Voci di annotazione con coordinate:
--------------------------------------------------

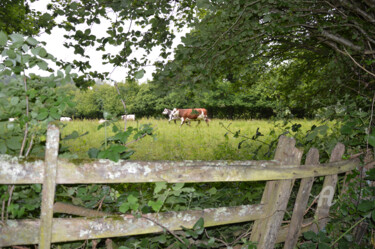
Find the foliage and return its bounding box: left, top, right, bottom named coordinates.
left=0, top=32, right=73, bottom=156
left=88, top=115, right=155, bottom=162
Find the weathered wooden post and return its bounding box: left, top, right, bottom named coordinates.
left=313, top=143, right=345, bottom=232
left=250, top=136, right=303, bottom=249
left=284, top=148, right=319, bottom=249
left=39, top=125, right=60, bottom=249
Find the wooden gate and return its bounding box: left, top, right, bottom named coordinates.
left=0, top=126, right=359, bottom=249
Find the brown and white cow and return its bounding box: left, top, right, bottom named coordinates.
left=172, top=108, right=210, bottom=126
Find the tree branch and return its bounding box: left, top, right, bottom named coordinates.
left=199, top=0, right=260, bottom=59
left=344, top=48, right=375, bottom=77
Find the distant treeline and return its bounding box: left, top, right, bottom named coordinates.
left=60, top=81, right=324, bottom=119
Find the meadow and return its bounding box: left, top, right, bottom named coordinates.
left=62, top=119, right=324, bottom=160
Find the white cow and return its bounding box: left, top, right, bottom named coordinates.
left=121, top=114, right=135, bottom=121
left=60, top=117, right=72, bottom=122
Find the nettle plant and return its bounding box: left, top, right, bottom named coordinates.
left=0, top=31, right=76, bottom=157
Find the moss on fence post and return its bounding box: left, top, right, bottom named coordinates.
left=39, top=125, right=60, bottom=249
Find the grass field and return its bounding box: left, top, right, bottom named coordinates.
left=62, top=119, right=324, bottom=160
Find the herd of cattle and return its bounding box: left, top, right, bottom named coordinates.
left=60, top=108, right=210, bottom=126
left=162, top=108, right=210, bottom=126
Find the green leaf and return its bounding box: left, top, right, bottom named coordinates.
left=9, top=33, right=24, bottom=43
left=37, top=61, right=48, bottom=70
left=134, top=69, right=145, bottom=79
left=0, top=139, right=7, bottom=154
left=193, top=217, right=204, bottom=234
left=318, top=243, right=331, bottom=249
left=36, top=111, right=48, bottom=121
left=6, top=50, right=17, bottom=59
left=38, top=48, right=47, bottom=58
left=154, top=182, right=167, bottom=194
left=365, top=168, right=375, bottom=181
left=0, top=31, right=8, bottom=46
left=358, top=200, right=375, bottom=212
left=26, top=37, right=39, bottom=46
left=119, top=202, right=130, bottom=213
left=303, top=231, right=316, bottom=240
left=31, top=47, right=42, bottom=55
left=148, top=200, right=163, bottom=212
left=207, top=187, right=217, bottom=195
left=172, top=183, right=184, bottom=190
left=10, top=97, right=20, bottom=105
left=6, top=137, right=21, bottom=150
left=368, top=129, right=375, bottom=148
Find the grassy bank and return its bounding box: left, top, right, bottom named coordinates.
left=62, top=119, right=324, bottom=160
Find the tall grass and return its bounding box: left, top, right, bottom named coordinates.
left=62, top=119, right=324, bottom=160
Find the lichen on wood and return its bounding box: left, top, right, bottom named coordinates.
left=0, top=205, right=264, bottom=246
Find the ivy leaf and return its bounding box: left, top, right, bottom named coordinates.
left=172, top=183, right=184, bottom=190
left=358, top=200, right=375, bottom=212
left=368, top=129, right=375, bottom=148
left=6, top=137, right=21, bottom=150
left=36, top=111, right=48, bottom=121
left=37, top=61, right=48, bottom=70
left=9, top=33, right=24, bottom=43
left=193, top=217, right=204, bottom=234
left=134, top=69, right=145, bottom=79
left=0, top=140, right=7, bottom=154
left=154, top=182, right=167, bottom=194
left=303, top=231, right=316, bottom=240
left=148, top=200, right=163, bottom=212
left=26, top=37, right=39, bottom=46
left=0, top=31, right=8, bottom=46
left=38, top=48, right=47, bottom=58
left=87, top=148, right=99, bottom=158
left=365, top=168, right=375, bottom=181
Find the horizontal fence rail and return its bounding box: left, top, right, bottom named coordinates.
left=0, top=205, right=264, bottom=246
left=0, top=126, right=359, bottom=249
left=0, top=155, right=359, bottom=184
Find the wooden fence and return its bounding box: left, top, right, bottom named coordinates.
left=0, top=126, right=359, bottom=249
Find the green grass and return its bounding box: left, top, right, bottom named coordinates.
left=62, top=119, right=324, bottom=160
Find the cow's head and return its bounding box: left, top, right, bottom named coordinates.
left=171, top=108, right=180, bottom=118
left=161, top=108, right=170, bottom=115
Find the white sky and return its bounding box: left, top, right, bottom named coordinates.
left=30, top=0, right=187, bottom=83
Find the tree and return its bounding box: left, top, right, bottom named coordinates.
left=157, top=0, right=375, bottom=97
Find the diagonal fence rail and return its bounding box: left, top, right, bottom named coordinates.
left=0, top=126, right=359, bottom=248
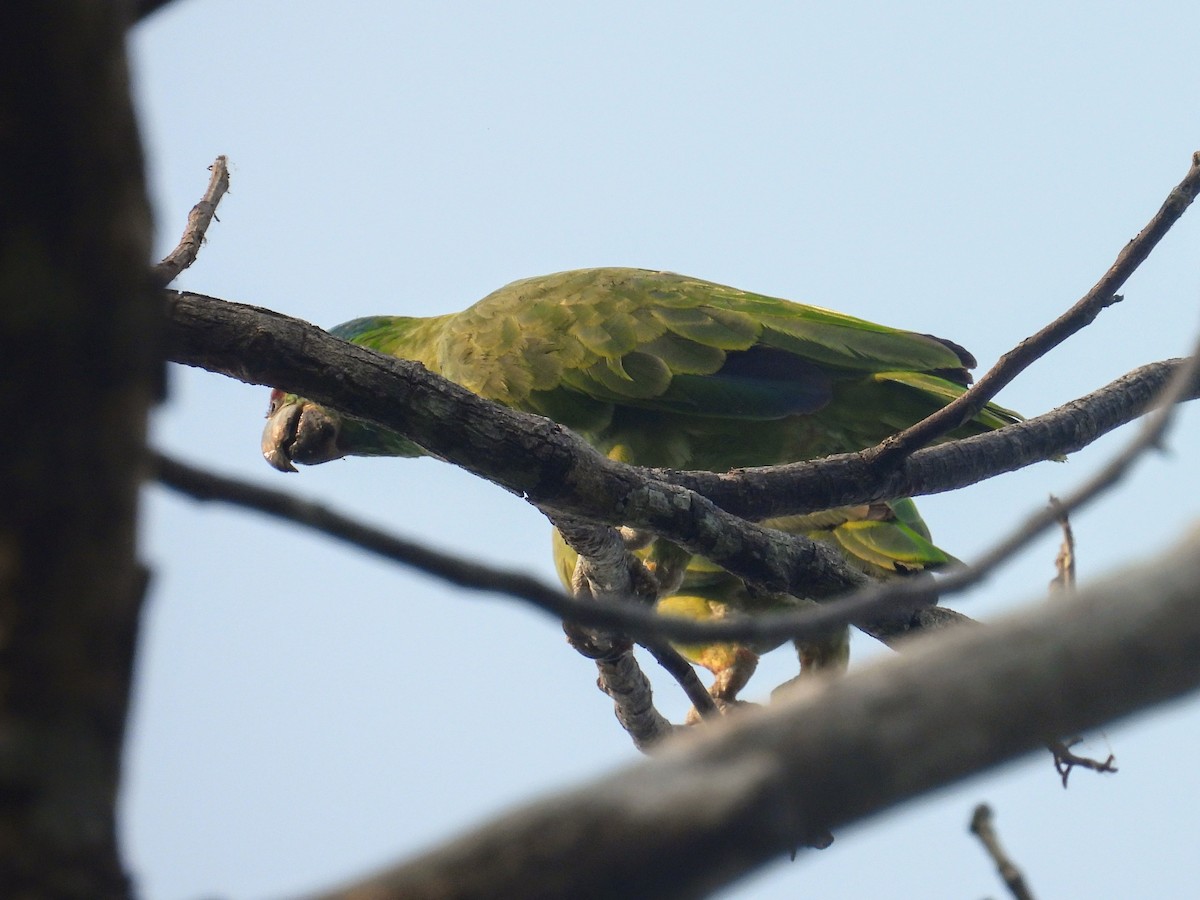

--------------------------------------------------

#### Consegna
Ricopia fedelmente il tratto che va dall'inizio dei dati fino alla riga che contiene "left=88, top=115, right=155, bottom=162", includendo entrambi gli estremi. Lascia fuori dalla risposta le immagini.

#### Esercizio svolto
Find the foliage and return its bounding box: left, top, right, bottom named coordinates.
left=0, top=32, right=73, bottom=156
left=88, top=115, right=155, bottom=162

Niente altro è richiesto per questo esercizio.